* _Prompt_
Show each line of the data below in which "wrist" occurs.

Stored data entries
———

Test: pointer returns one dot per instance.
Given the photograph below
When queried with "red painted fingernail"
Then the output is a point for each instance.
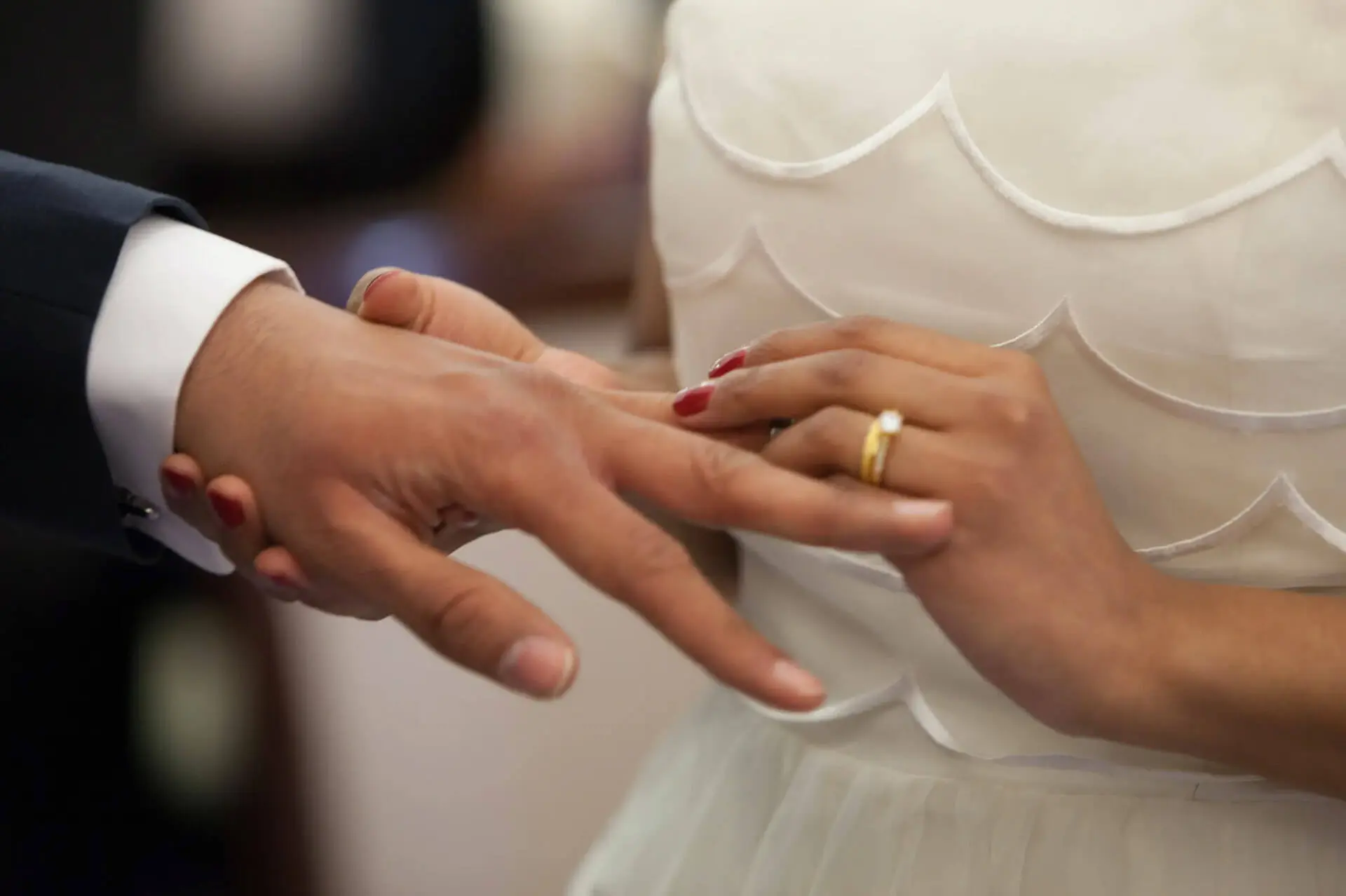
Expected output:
(229, 510)
(728, 364)
(178, 483)
(693, 401)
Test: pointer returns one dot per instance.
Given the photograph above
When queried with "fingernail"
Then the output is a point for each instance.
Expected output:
(538, 666)
(728, 364)
(177, 483)
(693, 401)
(921, 509)
(229, 510)
(365, 284)
(798, 681)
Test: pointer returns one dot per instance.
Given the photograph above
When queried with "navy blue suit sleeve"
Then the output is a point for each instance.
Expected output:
(61, 234)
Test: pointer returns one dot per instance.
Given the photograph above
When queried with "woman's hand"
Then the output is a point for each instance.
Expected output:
(1037, 588)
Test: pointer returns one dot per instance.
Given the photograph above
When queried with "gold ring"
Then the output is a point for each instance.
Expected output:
(874, 455)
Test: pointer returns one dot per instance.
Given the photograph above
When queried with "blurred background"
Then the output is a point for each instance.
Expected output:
(168, 733)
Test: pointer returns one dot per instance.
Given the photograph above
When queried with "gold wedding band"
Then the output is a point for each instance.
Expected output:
(874, 455)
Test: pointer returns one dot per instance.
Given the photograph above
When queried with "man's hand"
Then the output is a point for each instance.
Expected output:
(226, 509)
(357, 436)
(458, 314)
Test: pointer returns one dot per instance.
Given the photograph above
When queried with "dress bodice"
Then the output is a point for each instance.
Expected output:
(1148, 196)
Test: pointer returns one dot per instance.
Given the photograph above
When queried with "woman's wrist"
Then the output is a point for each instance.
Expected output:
(1136, 696)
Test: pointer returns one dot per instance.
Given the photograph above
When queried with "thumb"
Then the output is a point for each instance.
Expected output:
(463, 613)
(443, 310)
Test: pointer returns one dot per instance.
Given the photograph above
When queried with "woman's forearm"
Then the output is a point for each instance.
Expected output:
(1251, 679)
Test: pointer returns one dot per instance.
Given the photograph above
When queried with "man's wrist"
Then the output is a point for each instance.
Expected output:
(240, 335)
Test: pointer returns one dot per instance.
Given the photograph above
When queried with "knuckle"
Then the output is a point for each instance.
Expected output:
(461, 618)
(991, 482)
(858, 332)
(652, 555)
(824, 433)
(843, 370)
(716, 468)
(1011, 412)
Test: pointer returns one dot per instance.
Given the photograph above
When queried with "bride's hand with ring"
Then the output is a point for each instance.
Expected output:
(1035, 587)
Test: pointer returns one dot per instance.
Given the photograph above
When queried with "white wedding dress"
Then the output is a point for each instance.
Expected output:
(1150, 197)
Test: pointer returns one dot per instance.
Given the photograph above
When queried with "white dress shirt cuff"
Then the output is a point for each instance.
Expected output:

———

* _Output for this task_
When queried with "woman's wrist"
When queried with "man's wrist"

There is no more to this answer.